***** READING TEXT

In 1985, when Chaya Rivka, the eldest daughter of Rabbi Yitzchak Dovid Grossman, Chief Rabbi of Migdal HaAmek, Israel, returned home from school with a swollen eye, the rabbi and his wife thought nothing of it. But her eye continued to swell until it began oozing pus and blood.

Chaya Rivka was sent to specialists all over Israel, but none of them could pinpoint the problem. Some said it was an allergy,  some said it was an issue with the eye itself, and still others said it was a skin problem. Meanwhile, her eye continued to get worse.

Soon after, Rabbi Grossman had occasion to visit the United States. While there it was suggested that he see expert ophthalmologist Dr. Albert Hornblass, ofblessed memory, about his daughter’s eye. The Rabbi went to Dr. Hornblass and gave him his daughter’s medical file, and explained all the details of his daughter’s case.

**********
***** DATA SHOWN

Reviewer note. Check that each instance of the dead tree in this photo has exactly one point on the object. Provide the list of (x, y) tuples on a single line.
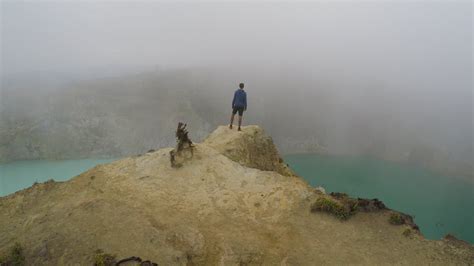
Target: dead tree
[(184, 145)]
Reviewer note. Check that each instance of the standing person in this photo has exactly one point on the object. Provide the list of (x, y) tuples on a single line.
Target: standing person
[(239, 104)]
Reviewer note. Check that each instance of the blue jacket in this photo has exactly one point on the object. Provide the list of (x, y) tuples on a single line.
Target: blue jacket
[(240, 99)]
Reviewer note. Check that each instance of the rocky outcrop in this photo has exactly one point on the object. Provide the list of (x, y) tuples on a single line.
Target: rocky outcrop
[(230, 204), (250, 147)]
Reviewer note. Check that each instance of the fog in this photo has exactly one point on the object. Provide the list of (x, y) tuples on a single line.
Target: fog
[(389, 79)]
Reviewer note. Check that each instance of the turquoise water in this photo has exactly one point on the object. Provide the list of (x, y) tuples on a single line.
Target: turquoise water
[(439, 204), (22, 174)]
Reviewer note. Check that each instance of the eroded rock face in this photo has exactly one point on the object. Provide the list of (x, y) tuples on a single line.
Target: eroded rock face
[(250, 147), (213, 210)]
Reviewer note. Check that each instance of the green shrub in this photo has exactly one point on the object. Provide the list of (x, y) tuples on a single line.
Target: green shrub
[(396, 219), (14, 257), (103, 259), (407, 232), (334, 207)]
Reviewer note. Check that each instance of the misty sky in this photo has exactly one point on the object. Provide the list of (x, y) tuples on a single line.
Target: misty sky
[(381, 39), (418, 53)]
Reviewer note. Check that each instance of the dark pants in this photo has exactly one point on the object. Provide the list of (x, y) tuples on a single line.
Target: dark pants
[(238, 109)]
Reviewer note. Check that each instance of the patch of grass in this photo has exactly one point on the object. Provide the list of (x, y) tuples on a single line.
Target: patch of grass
[(103, 259), (396, 219), (14, 257), (340, 210)]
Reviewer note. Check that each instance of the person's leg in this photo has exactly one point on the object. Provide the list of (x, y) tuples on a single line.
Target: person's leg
[(234, 111), (241, 113), (231, 120)]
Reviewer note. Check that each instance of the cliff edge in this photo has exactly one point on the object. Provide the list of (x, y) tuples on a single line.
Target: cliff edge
[(234, 202)]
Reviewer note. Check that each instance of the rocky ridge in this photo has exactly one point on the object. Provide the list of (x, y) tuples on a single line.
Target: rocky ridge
[(234, 202)]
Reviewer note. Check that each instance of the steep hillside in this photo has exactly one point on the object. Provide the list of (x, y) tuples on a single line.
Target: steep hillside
[(233, 203)]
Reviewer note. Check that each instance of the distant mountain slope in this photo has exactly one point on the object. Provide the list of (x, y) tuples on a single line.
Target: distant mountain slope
[(212, 210), (130, 114)]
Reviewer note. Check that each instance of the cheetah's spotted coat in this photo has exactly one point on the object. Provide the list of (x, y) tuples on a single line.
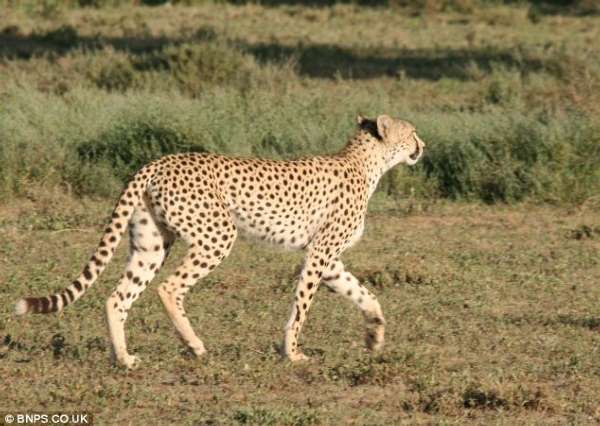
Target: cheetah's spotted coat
[(317, 204)]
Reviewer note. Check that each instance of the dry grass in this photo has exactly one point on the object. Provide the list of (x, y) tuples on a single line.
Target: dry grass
[(492, 320)]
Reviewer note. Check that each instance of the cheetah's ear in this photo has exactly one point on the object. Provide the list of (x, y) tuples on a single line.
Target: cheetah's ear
[(384, 124)]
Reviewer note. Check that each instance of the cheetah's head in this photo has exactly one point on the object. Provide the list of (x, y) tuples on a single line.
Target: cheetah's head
[(399, 138)]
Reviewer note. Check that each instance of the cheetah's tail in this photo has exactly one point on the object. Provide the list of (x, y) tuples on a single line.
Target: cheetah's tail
[(123, 211)]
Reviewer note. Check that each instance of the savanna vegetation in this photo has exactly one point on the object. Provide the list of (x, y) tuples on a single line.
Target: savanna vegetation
[(485, 256)]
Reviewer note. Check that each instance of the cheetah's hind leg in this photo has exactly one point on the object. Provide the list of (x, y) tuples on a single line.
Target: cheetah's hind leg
[(149, 245), (202, 257)]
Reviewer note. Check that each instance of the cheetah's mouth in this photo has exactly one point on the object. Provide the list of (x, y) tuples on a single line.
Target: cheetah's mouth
[(417, 152)]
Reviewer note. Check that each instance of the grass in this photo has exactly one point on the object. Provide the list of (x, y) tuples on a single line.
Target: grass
[(507, 106), (499, 328), (484, 256)]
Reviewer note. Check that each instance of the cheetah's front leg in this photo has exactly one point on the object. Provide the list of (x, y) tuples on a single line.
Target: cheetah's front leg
[(307, 286), (347, 285)]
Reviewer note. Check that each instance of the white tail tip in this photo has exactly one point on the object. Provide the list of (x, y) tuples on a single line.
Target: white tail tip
[(21, 307)]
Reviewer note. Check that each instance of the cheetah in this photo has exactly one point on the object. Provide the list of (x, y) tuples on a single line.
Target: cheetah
[(316, 204)]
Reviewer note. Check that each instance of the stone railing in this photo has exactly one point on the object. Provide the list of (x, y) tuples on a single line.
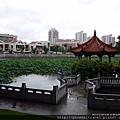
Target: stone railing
[(23, 55), (37, 95), (102, 100), (65, 75)]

**********

> **WHAT THE TASK REQUIRES**
Copy the passage about Chaya Rivka's eye from "In 1985, when" through "pus and blood.", replacing "swollen eye" with "swollen eyelid". None of the dataset excerpts are needed here.

> **RESULT OF THE EXERCISE**
In 1985, when Chaya Rivka, the eldest daughter of Rabbi Yitzchak Dovid Grossman, Chief Rabbi of Migdal HaAmek, Israel, returned home from school with a swollen eyelid, the rabbi and his wife thought nothing of it. But her eye continued to swell until it began oozing pus and blood.